- Description of the task -
Please recast the listing below as a Markdown table with the columns "Index" and "Entry", numbering each nonblank line and leaving out blank lines and the pictures.

- Available records -
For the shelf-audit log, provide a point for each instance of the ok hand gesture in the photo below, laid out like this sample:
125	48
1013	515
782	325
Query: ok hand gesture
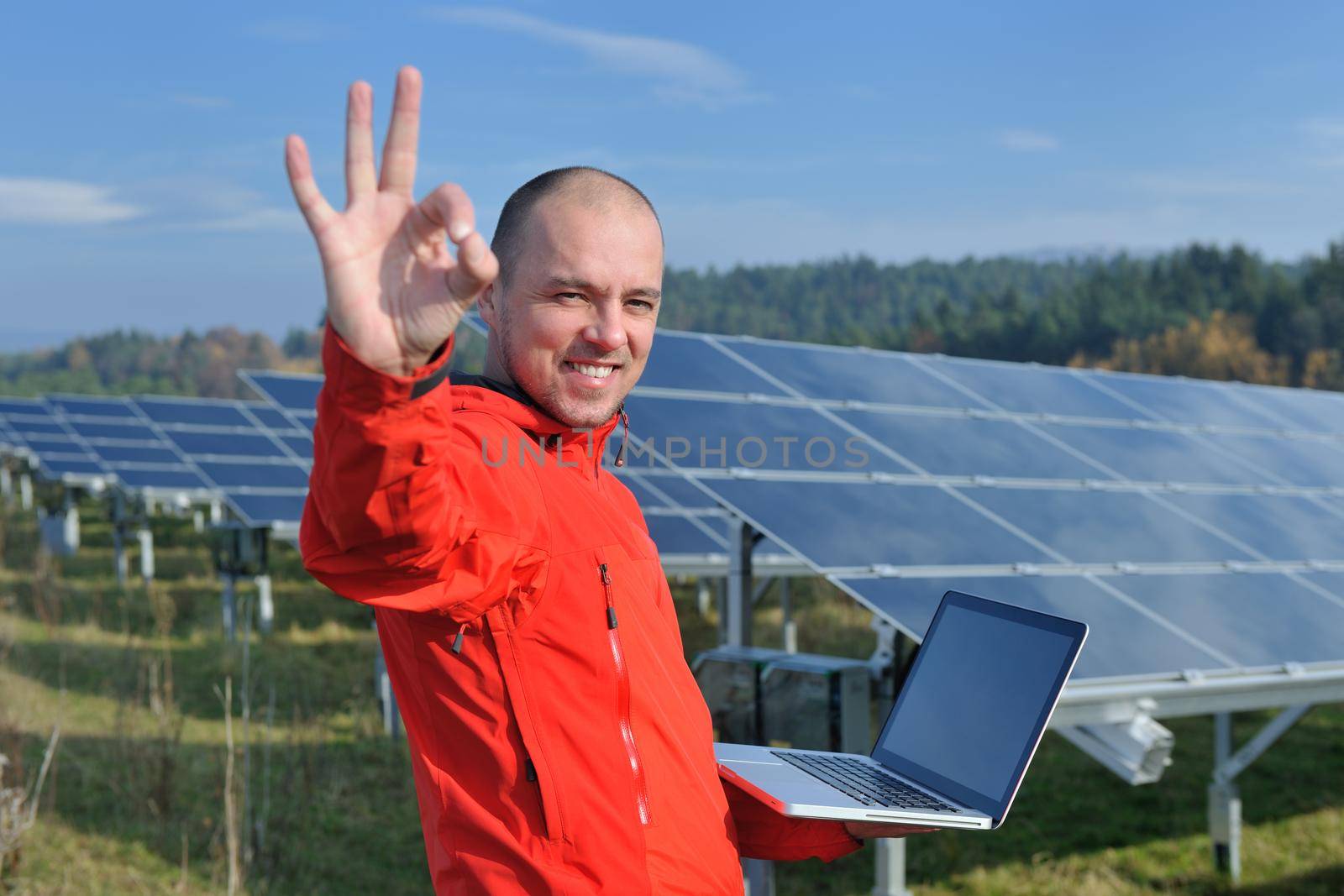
394	291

- Expected answer -
| Index | Entry |
|---|---|
| 1 | For the shelf-audit log, provide a point for each instance of the ok hand gesture in the photo below, laid out like this sample: |
| 2 | 125	48 |
| 3 | 1013	515 |
| 4 | 782	325 |
| 5 | Query: ok hand gesture |
| 6 | 394	291 |